Lines of data
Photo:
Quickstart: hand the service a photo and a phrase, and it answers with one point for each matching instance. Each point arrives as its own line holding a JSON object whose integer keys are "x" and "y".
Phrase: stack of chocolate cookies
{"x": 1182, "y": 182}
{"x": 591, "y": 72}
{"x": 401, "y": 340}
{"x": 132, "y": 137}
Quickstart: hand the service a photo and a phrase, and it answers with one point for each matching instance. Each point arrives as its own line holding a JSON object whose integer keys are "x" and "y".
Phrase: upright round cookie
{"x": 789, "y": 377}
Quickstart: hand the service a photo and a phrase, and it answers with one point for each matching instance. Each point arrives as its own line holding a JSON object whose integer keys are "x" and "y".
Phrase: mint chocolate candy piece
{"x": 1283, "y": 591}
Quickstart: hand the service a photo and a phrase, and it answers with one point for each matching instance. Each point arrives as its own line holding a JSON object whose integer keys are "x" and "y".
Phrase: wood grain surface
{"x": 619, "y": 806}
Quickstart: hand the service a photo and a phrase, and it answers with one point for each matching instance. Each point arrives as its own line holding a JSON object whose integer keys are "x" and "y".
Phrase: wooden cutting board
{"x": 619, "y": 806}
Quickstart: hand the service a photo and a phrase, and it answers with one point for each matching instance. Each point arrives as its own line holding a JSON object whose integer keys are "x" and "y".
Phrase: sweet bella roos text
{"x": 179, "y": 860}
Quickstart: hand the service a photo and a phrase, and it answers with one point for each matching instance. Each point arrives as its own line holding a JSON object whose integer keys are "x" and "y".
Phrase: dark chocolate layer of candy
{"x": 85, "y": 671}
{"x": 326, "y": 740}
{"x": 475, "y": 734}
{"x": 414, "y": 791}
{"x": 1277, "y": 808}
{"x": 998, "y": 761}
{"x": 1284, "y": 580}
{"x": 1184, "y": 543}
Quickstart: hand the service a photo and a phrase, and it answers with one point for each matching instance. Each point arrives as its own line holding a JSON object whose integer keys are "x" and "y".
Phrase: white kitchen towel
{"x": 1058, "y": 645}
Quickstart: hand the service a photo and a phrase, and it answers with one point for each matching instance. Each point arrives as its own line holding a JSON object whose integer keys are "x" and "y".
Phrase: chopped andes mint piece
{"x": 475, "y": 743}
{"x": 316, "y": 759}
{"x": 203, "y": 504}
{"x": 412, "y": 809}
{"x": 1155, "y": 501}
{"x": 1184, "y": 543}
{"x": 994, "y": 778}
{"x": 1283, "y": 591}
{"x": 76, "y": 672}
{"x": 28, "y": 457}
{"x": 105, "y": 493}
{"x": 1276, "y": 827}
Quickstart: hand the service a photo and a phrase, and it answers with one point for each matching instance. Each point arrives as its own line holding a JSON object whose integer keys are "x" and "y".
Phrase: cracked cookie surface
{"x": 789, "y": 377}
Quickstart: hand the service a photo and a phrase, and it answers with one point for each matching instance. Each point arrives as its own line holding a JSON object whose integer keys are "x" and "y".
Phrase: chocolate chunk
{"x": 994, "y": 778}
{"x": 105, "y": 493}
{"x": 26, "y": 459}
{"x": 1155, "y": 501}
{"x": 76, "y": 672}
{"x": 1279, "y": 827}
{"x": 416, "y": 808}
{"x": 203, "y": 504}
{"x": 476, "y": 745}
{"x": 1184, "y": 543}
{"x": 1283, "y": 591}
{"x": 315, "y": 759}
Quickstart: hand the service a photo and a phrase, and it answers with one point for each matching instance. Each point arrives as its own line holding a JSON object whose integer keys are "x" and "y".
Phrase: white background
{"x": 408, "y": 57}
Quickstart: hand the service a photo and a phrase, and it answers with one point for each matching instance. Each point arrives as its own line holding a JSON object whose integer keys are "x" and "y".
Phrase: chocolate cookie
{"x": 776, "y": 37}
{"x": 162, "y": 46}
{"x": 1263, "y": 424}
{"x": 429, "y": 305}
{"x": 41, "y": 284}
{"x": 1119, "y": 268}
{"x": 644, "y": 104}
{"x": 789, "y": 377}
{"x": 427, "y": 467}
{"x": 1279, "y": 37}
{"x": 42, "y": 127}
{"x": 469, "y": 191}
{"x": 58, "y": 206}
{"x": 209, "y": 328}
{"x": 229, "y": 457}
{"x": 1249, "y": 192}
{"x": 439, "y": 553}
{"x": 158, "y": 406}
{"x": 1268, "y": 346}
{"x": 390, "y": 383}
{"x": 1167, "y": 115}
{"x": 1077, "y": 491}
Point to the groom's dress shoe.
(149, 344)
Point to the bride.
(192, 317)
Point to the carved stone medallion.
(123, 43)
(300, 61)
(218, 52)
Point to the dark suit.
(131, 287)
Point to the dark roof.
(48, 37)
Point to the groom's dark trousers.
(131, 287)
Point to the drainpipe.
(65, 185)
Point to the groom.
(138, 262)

WHAT YOU ARE ASKED TO DO |
Return all of the data word for word.

FINISHED ANSWER |
Photo:
Quickstart: hand the service a photo and a phrase, and it answers with one point for each matching instance. Each point arrives as its own line holding a JSON object whose integer keys are "x" and "y".
Phrase: stack of chocolate cookies
{"x": 1182, "y": 182}
{"x": 591, "y": 72}
{"x": 401, "y": 340}
{"x": 132, "y": 137}
Quickstart: hand the service a photo and a phrase, and it answers with one point for each matching instance. Each point arrives as its own line holding a JSON object whose integer keys are "x" and "y".
Phrase: upright round cookie
{"x": 789, "y": 377}
Quickstart: hand the service a photo and a phrase, and it answers with one point for each matching instance. Each point arrives as its own line holding a JSON object whose integer keys are "x" and "y".
Phrase: mint chocolate candy piece
{"x": 1283, "y": 591}
Quickstart: hand the service a photo and a phrase, and it answers with one point for each matching instance. Each point arrives as its own line holding a JSON object whose integer keys are "x" and "y".
Phrase: wood grain surface
{"x": 619, "y": 806}
Quickstart: hand the service a photo and a phrase, and it answers with one point for each matching instance. Each point arrives as its own line holding a JSON object whose integer keys are "x" and "y".
Phrase: wooden cutting board
{"x": 619, "y": 806}
Quickstart: hand the service a photo and a phrase, and it answers with one point for each matching instance. Each point arrives as its own line holding a JSON object whose integer keys are "x" and "y".
Phrase: sweet bella roos text
{"x": 179, "y": 860}
Quickstart: hand the service a photo and a phrase, and it answers with one point for each matching instance. Each point arrives as its own line holding a JSON object whose integer keys are "x" and "y".
Phrase: dark chocolate layer of candy
{"x": 85, "y": 671}
{"x": 326, "y": 740}
{"x": 475, "y": 734}
{"x": 414, "y": 791}
{"x": 1277, "y": 808}
{"x": 998, "y": 761}
{"x": 1284, "y": 580}
{"x": 1184, "y": 543}
Quickstart: hand the service a photo and a phrase, and it answers with one point for each matching instance. Each point arrives as its own line holding a JSON object whose integer keys are "x" and "y".
Phrase: white kitchen towel
{"x": 1058, "y": 645}
Quickstart: hand the service a photo and a phrase, and it answers with one point for each matching instance. Each point arrives as its own line holding a JSON object whose integer keys are "x" and "y".
Phrase: chopped andes mint piece
{"x": 475, "y": 743}
{"x": 316, "y": 759}
{"x": 203, "y": 504}
{"x": 412, "y": 809}
{"x": 1155, "y": 501}
{"x": 1184, "y": 543}
{"x": 994, "y": 778}
{"x": 1283, "y": 591}
{"x": 76, "y": 672}
{"x": 28, "y": 457}
{"x": 105, "y": 493}
{"x": 1276, "y": 827}
Quickstart: hand the service a photo and a phrase, and it answers with one point for each matching instance. Each point arrives as its own line holding a JSON object whose integer keys are "x" and "y".
Phrase: cracked cookie surface
{"x": 789, "y": 377}
Quickstart: hand the service a photo and a phrase, and it answers with one point for each matching instance. Each point arrives as its own line holding a JSON object whose integer keys are "x" and "y".
Phrase: chocolate chunk
{"x": 994, "y": 778}
{"x": 105, "y": 493}
{"x": 26, "y": 459}
{"x": 1155, "y": 501}
{"x": 76, "y": 672}
{"x": 1279, "y": 827}
{"x": 416, "y": 808}
{"x": 203, "y": 504}
{"x": 476, "y": 745}
{"x": 1184, "y": 543}
{"x": 1283, "y": 591}
{"x": 315, "y": 759}
Quickstart: hand the service a photo and a phrase, and it answers with one point for each matching instance. Each point arrives as its own line holding a JSON object whose integer keys are "x" and "y".
Phrase: white background
{"x": 408, "y": 57}
Quickstart: hand the service a photo and a phrase, and it answers with one point for each matching instance. Each point arrives as its own line holding a JSON object whose integer keys are "x" and "y".
Phrase: chocolate cookie
{"x": 776, "y": 37}
{"x": 162, "y": 46}
{"x": 1263, "y": 424}
{"x": 429, "y": 305}
{"x": 41, "y": 284}
{"x": 1119, "y": 268}
{"x": 644, "y": 104}
{"x": 789, "y": 377}
{"x": 427, "y": 467}
{"x": 1279, "y": 37}
{"x": 42, "y": 127}
{"x": 469, "y": 191}
{"x": 58, "y": 206}
{"x": 209, "y": 328}
{"x": 229, "y": 457}
{"x": 1249, "y": 192}
{"x": 439, "y": 553}
{"x": 158, "y": 406}
{"x": 1268, "y": 346}
{"x": 390, "y": 383}
{"x": 1167, "y": 115}
{"x": 1077, "y": 491}
Point to the groom's dress shoe.
(149, 344)
Point to the bride.
(192, 317)
Point to the carved stone medallion.
(123, 43)
(300, 61)
(218, 52)
Point to the dark suit.
(131, 287)
Point to the dark roof.
(48, 37)
Point to the groom's dark trousers.
(131, 287)
Point to the drainpipe.
(65, 185)
Point to the groom.
(138, 262)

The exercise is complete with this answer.